* YOUR GOAL *
Give the items from the line with "Domain: lane-usage study. Target: metal" through the end of the items as a two-column CSV with the columns item_text and answer, one row per item. Put each value in a single quoted field, with line breaks replaced by spaces.

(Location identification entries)
________________________
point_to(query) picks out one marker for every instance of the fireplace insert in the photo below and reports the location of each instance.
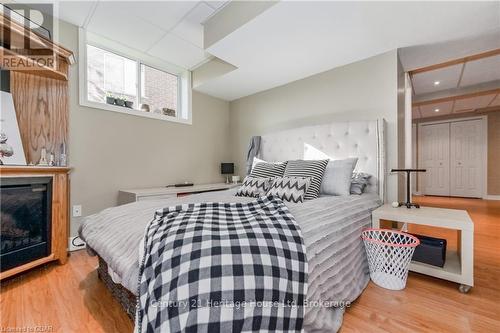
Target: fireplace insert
(25, 220)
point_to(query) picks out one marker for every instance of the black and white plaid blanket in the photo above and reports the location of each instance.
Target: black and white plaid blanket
(223, 267)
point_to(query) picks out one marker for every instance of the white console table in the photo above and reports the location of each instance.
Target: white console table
(158, 193)
(459, 265)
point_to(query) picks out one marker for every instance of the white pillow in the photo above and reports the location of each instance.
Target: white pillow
(337, 177)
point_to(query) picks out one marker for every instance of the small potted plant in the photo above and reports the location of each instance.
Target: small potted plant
(120, 101)
(110, 99)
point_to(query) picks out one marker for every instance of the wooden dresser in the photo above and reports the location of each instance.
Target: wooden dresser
(59, 213)
(41, 102)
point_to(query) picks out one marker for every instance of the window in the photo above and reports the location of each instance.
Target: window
(110, 75)
(133, 83)
(159, 90)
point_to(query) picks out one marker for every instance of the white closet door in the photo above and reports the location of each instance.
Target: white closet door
(466, 159)
(434, 155)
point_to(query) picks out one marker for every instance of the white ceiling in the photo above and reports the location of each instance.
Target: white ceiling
(299, 39)
(457, 76)
(170, 30)
(483, 73)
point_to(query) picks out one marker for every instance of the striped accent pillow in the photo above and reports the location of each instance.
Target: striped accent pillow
(265, 169)
(313, 169)
(254, 187)
(292, 189)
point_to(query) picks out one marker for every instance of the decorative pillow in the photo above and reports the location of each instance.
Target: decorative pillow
(337, 177)
(292, 189)
(254, 187)
(313, 169)
(359, 181)
(263, 169)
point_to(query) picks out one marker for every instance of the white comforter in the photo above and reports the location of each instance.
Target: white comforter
(331, 226)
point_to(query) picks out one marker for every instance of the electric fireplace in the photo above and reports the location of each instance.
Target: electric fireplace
(25, 220)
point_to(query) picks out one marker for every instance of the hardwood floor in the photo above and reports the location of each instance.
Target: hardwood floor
(71, 298)
(68, 298)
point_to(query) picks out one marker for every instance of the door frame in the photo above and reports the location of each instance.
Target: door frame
(483, 140)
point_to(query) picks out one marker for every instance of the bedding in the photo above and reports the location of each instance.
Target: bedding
(314, 169)
(263, 169)
(215, 267)
(331, 227)
(254, 187)
(291, 189)
(359, 182)
(337, 177)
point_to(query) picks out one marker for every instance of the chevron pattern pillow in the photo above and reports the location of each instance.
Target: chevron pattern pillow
(313, 168)
(254, 187)
(262, 168)
(292, 189)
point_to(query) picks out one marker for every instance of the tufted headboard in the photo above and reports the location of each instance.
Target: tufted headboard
(338, 140)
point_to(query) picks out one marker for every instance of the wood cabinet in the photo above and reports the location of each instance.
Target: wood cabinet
(60, 211)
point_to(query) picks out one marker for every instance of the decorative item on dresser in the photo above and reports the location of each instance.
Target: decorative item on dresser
(159, 193)
(48, 216)
(227, 169)
(408, 202)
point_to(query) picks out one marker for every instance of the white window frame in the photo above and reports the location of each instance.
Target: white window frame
(183, 113)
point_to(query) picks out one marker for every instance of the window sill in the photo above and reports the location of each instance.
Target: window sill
(134, 112)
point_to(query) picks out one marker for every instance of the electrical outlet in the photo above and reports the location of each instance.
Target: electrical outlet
(77, 210)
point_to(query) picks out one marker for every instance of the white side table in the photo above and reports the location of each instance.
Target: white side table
(159, 193)
(459, 265)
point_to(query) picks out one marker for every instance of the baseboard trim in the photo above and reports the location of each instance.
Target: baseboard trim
(72, 247)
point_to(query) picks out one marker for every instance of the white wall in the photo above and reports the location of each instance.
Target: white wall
(360, 91)
(110, 151)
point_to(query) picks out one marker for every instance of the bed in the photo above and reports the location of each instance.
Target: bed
(331, 225)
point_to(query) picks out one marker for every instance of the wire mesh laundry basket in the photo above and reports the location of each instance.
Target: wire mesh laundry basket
(389, 254)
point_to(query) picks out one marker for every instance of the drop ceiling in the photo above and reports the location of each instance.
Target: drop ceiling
(289, 41)
(170, 30)
(451, 82)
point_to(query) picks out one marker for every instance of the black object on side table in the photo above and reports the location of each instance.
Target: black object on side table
(408, 202)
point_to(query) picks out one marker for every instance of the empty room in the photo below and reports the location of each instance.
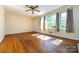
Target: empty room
(39, 28)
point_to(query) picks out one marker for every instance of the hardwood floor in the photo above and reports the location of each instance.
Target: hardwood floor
(32, 42)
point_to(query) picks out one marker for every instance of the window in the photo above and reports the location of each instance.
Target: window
(42, 20)
(62, 21)
(50, 22)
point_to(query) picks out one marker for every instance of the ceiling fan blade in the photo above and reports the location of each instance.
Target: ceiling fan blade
(32, 11)
(28, 10)
(37, 10)
(28, 6)
(36, 6)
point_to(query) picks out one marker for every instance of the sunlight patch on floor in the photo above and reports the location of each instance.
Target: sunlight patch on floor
(57, 41)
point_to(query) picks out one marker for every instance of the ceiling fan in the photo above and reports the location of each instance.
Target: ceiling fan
(32, 8)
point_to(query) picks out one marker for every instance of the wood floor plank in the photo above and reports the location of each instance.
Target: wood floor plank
(32, 42)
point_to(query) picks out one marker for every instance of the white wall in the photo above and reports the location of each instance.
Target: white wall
(74, 35)
(2, 24)
(16, 23)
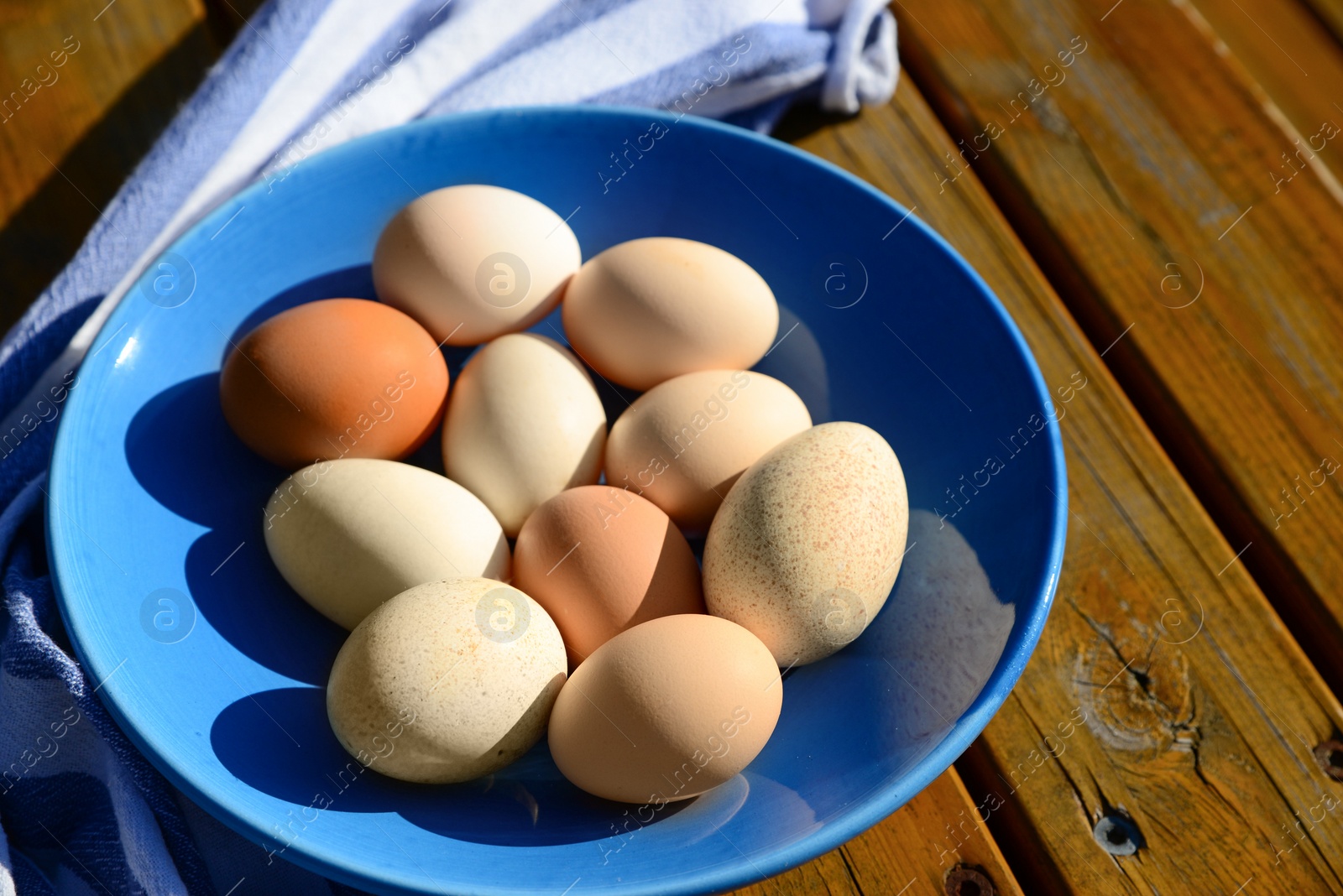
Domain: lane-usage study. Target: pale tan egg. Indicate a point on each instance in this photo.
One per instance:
(666, 710)
(447, 681)
(602, 560)
(806, 546)
(684, 443)
(651, 309)
(474, 262)
(349, 534)
(523, 425)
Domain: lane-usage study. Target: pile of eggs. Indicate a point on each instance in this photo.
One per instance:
(653, 679)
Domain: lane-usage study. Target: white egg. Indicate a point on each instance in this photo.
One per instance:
(349, 534)
(523, 425)
(474, 262)
(447, 681)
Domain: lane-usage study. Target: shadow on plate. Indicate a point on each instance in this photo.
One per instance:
(281, 743)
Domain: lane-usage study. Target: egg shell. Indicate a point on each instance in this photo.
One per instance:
(684, 443)
(474, 262)
(666, 710)
(651, 309)
(349, 534)
(602, 560)
(447, 681)
(809, 542)
(523, 425)
(333, 378)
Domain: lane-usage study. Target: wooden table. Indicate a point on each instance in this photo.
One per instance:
(1152, 190)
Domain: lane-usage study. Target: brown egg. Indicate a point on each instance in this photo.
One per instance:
(666, 710)
(602, 560)
(335, 378)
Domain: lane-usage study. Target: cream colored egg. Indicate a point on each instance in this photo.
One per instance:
(349, 534)
(806, 546)
(473, 262)
(649, 310)
(684, 443)
(523, 425)
(447, 681)
(666, 710)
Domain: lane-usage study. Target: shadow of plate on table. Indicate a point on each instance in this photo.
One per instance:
(281, 743)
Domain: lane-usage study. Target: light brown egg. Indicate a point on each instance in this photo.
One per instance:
(602, 560)
(809, 542)
(447, 681)
(684, 443)
(524, 425)
(666, 710)
(335, 378)
(474, 262)
(649, 310)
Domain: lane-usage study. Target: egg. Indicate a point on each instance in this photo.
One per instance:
(651, 309)
(447, 681)
(682, 443)
(602, 560)
(474, 262)
(807, 544)
(349, 534)
(666, 710)
(523, 425)
(333, 378)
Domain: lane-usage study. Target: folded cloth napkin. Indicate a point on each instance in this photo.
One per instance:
(81, 810)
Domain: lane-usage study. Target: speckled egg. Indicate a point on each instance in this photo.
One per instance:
(666, 710)
(474, 262)
(651, 309)
(684, 443)
(349, 534)
(806, 546)
(447, 681)
(523, 425)
(604, 560)
(333, 378)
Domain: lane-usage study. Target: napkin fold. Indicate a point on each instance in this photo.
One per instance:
(81, 809)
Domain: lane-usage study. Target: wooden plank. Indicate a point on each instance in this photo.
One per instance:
(911, 852)
(1293, 62)
(1165, 688)
(84, 91)
(1142, 181)
(1330, 13)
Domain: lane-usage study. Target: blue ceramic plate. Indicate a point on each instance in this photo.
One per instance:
(217, 669)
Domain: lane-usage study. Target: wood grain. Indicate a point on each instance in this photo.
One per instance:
(1330, 13)
(911, 852)
(1195, 712)
(1142, 181)
(1291, 62)
(85, 89)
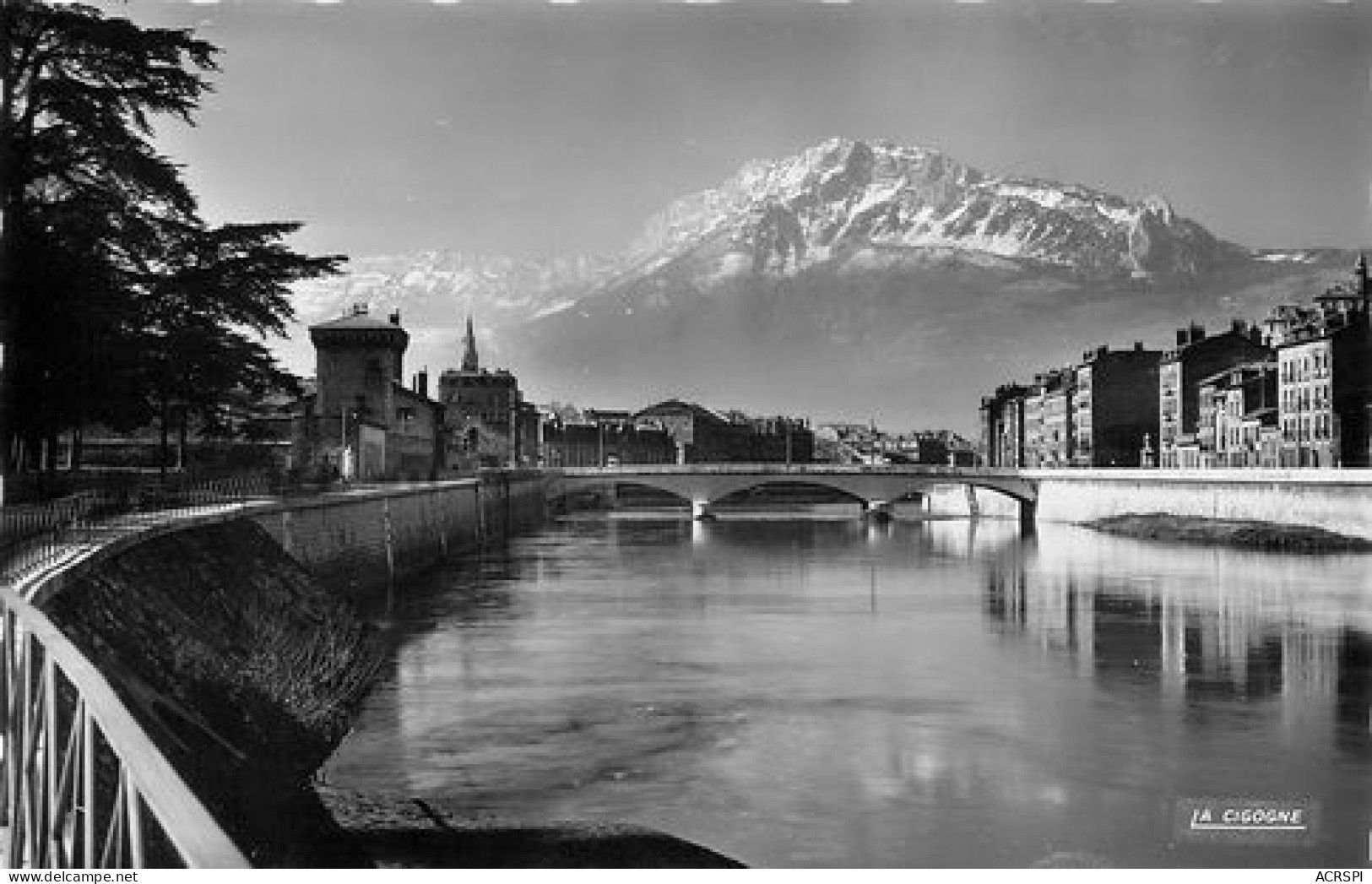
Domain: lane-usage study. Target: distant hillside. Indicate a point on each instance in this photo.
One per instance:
(854, 280)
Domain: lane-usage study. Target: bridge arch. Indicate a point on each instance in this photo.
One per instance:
(707, 484)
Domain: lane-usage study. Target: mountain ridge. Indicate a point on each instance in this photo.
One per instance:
(840, 278)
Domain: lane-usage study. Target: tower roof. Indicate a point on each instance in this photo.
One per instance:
(360, 327)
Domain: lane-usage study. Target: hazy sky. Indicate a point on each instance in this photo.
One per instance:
(529, 128)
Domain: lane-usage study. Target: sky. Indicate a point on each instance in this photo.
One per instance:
(542, 129)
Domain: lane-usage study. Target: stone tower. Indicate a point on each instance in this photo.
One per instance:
(358, 364)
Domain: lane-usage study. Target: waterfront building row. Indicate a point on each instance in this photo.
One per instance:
(1299, 396)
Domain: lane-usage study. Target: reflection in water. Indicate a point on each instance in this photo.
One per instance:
(845, 693)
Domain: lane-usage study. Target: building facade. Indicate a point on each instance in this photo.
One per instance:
(487, 420)
(1114, 407)
(1180, 374)
(1239, 416)
(1326, 390)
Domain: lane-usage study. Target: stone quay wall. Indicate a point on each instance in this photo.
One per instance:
(371, 535)
(1335, 500)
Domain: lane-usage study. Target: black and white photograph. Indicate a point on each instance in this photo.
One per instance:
(686, 434)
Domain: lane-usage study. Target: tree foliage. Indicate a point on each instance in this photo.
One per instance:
(118, 301)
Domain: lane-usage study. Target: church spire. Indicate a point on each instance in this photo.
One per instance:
(469, 363)
(1360, 272)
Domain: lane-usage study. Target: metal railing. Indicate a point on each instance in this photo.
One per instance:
(83, 784)
(33, 535)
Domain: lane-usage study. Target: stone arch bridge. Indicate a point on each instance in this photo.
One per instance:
(876, 487)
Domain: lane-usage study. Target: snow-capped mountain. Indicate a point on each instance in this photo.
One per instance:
(843, 195)
(855, 279)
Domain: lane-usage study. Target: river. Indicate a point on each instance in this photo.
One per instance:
(913, 693)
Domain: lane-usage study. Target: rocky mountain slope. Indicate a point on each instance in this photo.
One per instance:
(852, 280)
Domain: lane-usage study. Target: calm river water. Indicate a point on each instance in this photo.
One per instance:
(833, 693)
________________________
* RESPONSE BELOW *
item_text,answer
"Domain: lane-usage study. Target: metal railing. Indicate a point on each instance in this photo. One per instance:","(83, 784) (33, 535)"
"Domain: lane-usage study. Target: stone arch bridge. Indicate a point on each instance in this photo. One per instance:","(876, 487)"
"Domain: lane-usage study. Target: snow-capped mountain. Indicate a point on each instance in this photo. One per instance:","(843, 195) (855, 279)"
"Domain: lane-usage study. Target: river. Indicate a point on each instance in this photo. One per instance:","(913, 693)"
"Domain: lane-usage study. Target: rocky mountain slope. Indicate a point on each instance in this photo. One per instance:","(852, 280)"
"Domain: lane-usage study. Target: calm river water. Indicate a point on each instance in this photo. One per instance:","(833, 693)"